**Aim of the task**
Transcribe the part of the text on the Sketch django app starting with "Sketch aims to" and going on through "the 'sketch_ui' django apps.".

**Document**

Sketch aims to be a reusable django app for importing and querying data a document-based database, in particular MongoDB. In this stage of developement it is packaged as a django 1.4 project containing the 'sketch' and the 'sketch_ui' django apps.
THERE IS NO STABLE RELEASE OF SKETCH AT THE MOMENT.
- provide a backend for data-visualization web applications.
- integrate with client side javascript visualization libraries (maps, charts, …)
- ...
- REST inteface for importing records into MongoDB collections from various data formats: csv files, json files, …
- User based Permission system on collections
- REST interface for querying MongoDB objects
- REST inteface for sketch objects introspection: exposes sketch instance capabilities (mappers, formatters, processors)
- REST inteface for executing server-side process on a set of records
- Mappers: transform records at import time, adding or modifying fields using an extensible set of transform functions.
- Formatters: transform query output using an extensible set of predefined formats
- Processors: execute server side operations on a set of objects.
- Javascript API for accessing all REST intefaces
I recommend using virtualenv to manage an installation of sketch. Once your virtualenv set up, activate it and install dependencies with pip:
pip -r requirements.txt
This will install all python requirements. Let me repeat once more one thing: USE VIRTUALENV
A reachable MongoDB server is also required for sketch to work.
If you have mongodb installed in your developement server, you can use the "startlocalmongo.sh" script in the sketchproject folder.
This script will start an instance of Mongo that writes data in the "sketchdata" folder within the project. You can select host of MongoDB instance by with the following variables in settings.py:
- MONGO_SERVER_HOSTNAME: defaults to localhost
- MONGO_SERVER_PORT: defaults to 27017
- MONGO_SERVER_DEFAULT_DB: it's the default db for sketch. All APIs will work on this if no database name is passed.

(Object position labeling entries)
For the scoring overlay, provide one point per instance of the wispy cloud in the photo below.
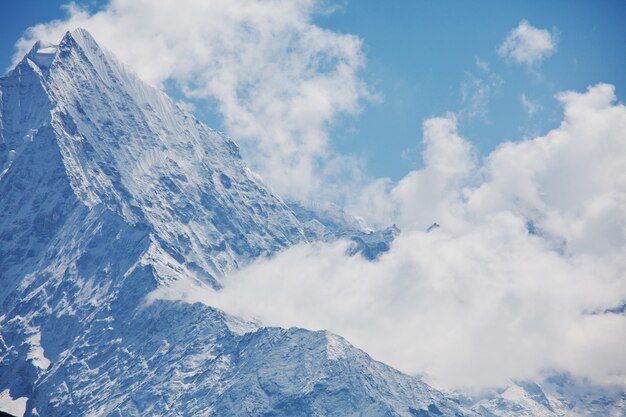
(528, 45)
(518, 278)
(530, 106)
(279, 79)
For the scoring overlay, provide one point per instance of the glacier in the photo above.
(110, 191)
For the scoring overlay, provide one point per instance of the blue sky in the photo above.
(459, 75)
(420, 54)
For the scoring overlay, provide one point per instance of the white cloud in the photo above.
(480, 300)
(279, 79)
(528, 45)
(530, 106)
(477, 91)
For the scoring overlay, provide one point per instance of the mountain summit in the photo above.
(109, 191)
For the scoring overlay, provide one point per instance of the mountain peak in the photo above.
(43, 53)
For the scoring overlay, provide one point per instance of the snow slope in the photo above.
(110, 191)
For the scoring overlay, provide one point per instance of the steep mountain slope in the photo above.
(109, 191)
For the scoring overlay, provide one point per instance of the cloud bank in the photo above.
(530, 256)
(278, 79)
(528, 45)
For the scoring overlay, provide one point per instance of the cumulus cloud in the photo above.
(528, 45)
(519, 278)
(278, 79)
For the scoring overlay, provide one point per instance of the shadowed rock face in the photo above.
(109, 191)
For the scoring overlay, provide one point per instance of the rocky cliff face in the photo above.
(108, 192)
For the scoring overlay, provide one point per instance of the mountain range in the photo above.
(109, 192)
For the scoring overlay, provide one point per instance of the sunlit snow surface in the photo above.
(109, 192)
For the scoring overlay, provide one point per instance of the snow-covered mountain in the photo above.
(110, 191)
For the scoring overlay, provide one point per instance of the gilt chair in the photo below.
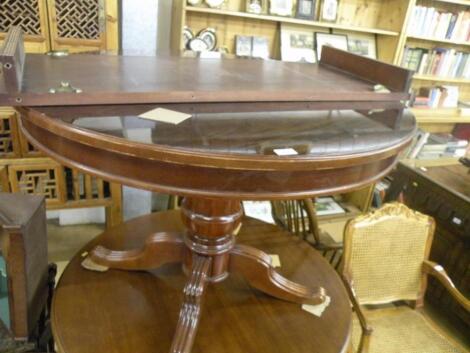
(300, 218)
(385, 260)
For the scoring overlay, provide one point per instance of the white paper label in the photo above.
(165, 116)
(285, 151)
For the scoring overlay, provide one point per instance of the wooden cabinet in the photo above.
(86, 25)
(444, 194)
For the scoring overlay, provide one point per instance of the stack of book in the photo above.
(437, 62)
(433, 146)
(431, 23)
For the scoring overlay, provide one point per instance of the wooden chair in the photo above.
(385, 260)
(30, 279)
(300, 218)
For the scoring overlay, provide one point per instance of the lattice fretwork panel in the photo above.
(24, 13)
(8, 137)
(81, 186)
(78, 19)
(41, 179)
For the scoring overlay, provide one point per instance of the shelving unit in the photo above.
(280, 19)
(379, 19)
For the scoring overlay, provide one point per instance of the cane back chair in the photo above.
(300, 218)
(385, 259)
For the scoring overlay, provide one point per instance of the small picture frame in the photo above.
(243, 45)
(306, 9)
(297, 45)
(362, 44)
(339, 41)
(329, 10)
(255, 6)
(281, 7)
(260, 47)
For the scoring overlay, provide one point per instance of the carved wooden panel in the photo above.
(83, 25)
(46, 179)
(82, 186)
(20, 13)
(9, 145)
(78, 18)
(4, 183)
(31, 16)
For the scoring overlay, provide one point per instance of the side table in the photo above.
(122, 311)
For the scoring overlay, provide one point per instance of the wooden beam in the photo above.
(12, 57)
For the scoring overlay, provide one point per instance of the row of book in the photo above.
(439, 145)
(437, 62)
(431, 23)
(437, 97)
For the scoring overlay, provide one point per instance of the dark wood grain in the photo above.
(121, 311)
(117, 79)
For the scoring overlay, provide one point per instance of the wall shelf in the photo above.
(437, 40)
(456, 2)
(289, 20)
(441, 79)
(441, 116)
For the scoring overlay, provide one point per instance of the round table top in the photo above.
(123, 311)
(246, 155)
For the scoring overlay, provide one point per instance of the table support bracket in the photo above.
(191, 308)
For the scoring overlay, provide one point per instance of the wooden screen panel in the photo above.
(9, 145)
(81, 186)
(44, 178)
(83, 25)
(31, 16)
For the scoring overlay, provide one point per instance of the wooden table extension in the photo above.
(258, 130)
(122, 311)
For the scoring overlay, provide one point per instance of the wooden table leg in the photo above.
(191, 308)
(159, 249)
(256, 267)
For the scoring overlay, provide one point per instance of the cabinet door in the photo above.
(31, 16)
(83, 25)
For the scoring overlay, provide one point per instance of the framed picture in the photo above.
(243, 45)
(339, 41)
(281, 7)
(260, 47)
(297, 45)
(362, 44)
(329, 10)
(306, 9)
(255, 6)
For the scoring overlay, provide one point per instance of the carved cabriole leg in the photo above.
(211, 224)
(159, 249)
(255, 266)
(191, 309)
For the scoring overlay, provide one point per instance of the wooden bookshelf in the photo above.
(290, 20)
(441, 116)
(386, 21)
(441, 79)
(456, 2)
(438, 40)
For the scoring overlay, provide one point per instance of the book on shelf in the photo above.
(327, 206)
(437, 145)
(440, 62)
(430, 22)
(444, 96)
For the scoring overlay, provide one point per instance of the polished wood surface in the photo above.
(121, 311)
(112, 79)
(239, 165)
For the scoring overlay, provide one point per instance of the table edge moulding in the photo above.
(211, 209)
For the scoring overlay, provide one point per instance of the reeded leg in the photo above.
(191, 309)
(255, 266)
(159, 249)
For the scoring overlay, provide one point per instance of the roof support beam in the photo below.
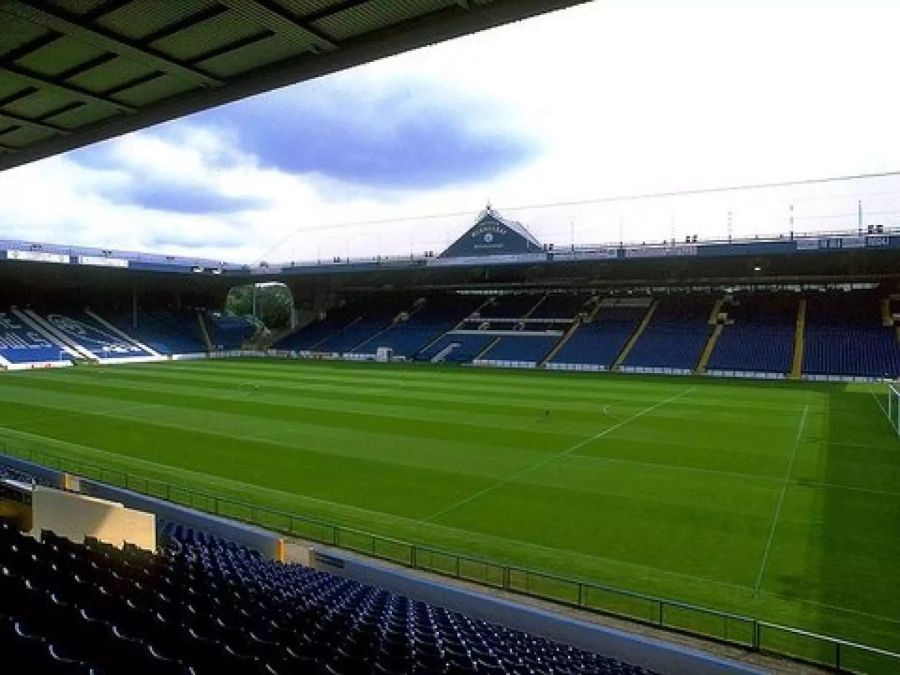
(62, 88)
(277, 19)
(51, 17)
(33, 124)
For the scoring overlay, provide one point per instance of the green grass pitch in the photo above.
(773, 499)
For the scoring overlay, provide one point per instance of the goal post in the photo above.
(893, 407)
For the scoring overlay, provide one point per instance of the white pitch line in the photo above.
(787, 480)
(548, 460)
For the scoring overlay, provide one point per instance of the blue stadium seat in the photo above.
(230, 332)
(167, 331)
(761, 339)
(526, 348)
(600, 341)
(844, 336)
(19, 343)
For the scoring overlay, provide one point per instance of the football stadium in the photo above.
(504, 455)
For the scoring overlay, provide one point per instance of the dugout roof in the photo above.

**The answer**
Sketch aims to be a reusable django app for importing and querying data a document-based database, in particular MongoDB. In this stage of developement it is packaged as a django 1.4 project containing the 'sketch' and the 'sketch_ui' django apps.